▸ **Instrucción escrita A**
Según el texto sobre Alfred Brendel, ¿qué aprendió el autor con él?

▸ **Texto proporcionado**
↓
Cuando
me enteré de que Alfred Brendel había muerto cruzaron por mi mente recuerdos
felices de las tantas buenas grabaciones suyas que he disfrutado a lo largo de
muchos años. También recordé la admiración que siempre me provocó ese estilo sobrio
que, casi una extravagancia en nuestros días, nunca se dejó seducir ni por las modas
ni por los alardes técnicos. Pero, además, sentí de manera vaga que perdía a un
viejo maestro, a alguien a quien no sólo seguí con gusto en su discografía,
sino a un artista con el que realmente aprendí algunas cosas sobre cómo
escuchar música. En lo que sigue intento precisar esa impresión, intercalando algunas
citas del propio Brendel que tal vez auxilien un poco a estas ideas medio borrosas.
Para
empezar, ahí están sus libros y sus muchas conferencias, entrevistas y clases
en internet. Son un verdadero tesoro. En ellos se aprende bastante sobre la
forma de interpretar de Brendel y sobre algunos otros detalles técnicos, históricos
y estéticos de la música, todos desmenuzados por el pianista y escritor con
mucha claridad y su proverbial sentido del humor. Son también testimonios de la hondura,
relevancia cultural y persistencia de la música culta occidental. Pocos músicos
han escrito y charlado sobre música tan bien como Brendel.
↑
▸ **Datos proporcionados**
↓
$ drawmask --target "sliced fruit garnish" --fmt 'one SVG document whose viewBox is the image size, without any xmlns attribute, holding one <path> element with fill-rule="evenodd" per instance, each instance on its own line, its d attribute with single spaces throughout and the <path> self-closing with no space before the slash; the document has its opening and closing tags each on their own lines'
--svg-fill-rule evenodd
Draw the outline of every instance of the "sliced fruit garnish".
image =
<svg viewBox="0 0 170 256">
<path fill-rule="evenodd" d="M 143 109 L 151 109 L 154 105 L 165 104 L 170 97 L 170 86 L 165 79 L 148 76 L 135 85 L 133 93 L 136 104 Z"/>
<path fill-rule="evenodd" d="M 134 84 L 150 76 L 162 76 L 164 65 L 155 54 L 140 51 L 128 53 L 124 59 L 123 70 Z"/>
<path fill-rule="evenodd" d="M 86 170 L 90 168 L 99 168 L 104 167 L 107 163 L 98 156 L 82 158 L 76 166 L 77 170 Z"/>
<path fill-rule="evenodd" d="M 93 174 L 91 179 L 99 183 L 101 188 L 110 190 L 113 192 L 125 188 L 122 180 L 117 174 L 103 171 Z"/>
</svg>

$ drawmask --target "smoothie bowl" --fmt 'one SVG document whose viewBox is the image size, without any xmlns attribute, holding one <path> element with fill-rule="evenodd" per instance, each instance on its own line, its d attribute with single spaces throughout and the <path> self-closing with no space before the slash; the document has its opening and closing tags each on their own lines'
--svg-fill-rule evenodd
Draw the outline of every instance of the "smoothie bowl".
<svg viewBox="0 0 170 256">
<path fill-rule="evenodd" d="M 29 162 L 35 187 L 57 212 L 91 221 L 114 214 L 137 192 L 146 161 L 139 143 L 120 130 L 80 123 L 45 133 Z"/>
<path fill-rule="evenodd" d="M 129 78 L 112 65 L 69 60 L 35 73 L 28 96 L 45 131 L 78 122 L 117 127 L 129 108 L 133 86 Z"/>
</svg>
↑
▸ **Instrucción escrita B**
Reescribe como CSV de dos columnas, "texto" y "respuesta", solo las entradas que van desde el comienzo hasta la línea que contiene "143 109 L 151", ambas incluidas. Pon una fila por entrada, con cada valor en un único campo entre comillas y los saltos de línea convertidos en espacios.

▸ **Respuesta completa A**
Aprendió algunas cosas sobre cómo escuchar música.

▸ **Respuesta completa B**
texto,respuesta
"$ drawmask --target ""sliced fruit garnish"" --fmt 'one SVG document whose viewBox is the image size, without any xmlns attribute, holding one <path> element with fill-rule=""evenodd"" per instance, each instance on its own line, its d attribute with single spaces throughout and the <path> self-closing with no space before the slash; the document has its opening and closing tags each on their own lines' --svg-fill-rule evenodd Draw the outline of every instance of the ""sliced fruit garnish"". image =","<svg viewBox=""0 0 170 256""> <path fill-rule=""evenodd"" d=""M 143 109 L 151 109 L 154 105 L 165 104 L 170 97 L 170 86 L 165 79 L 148 76 L 135 85 L 133 93 L 136 104 Z""/>"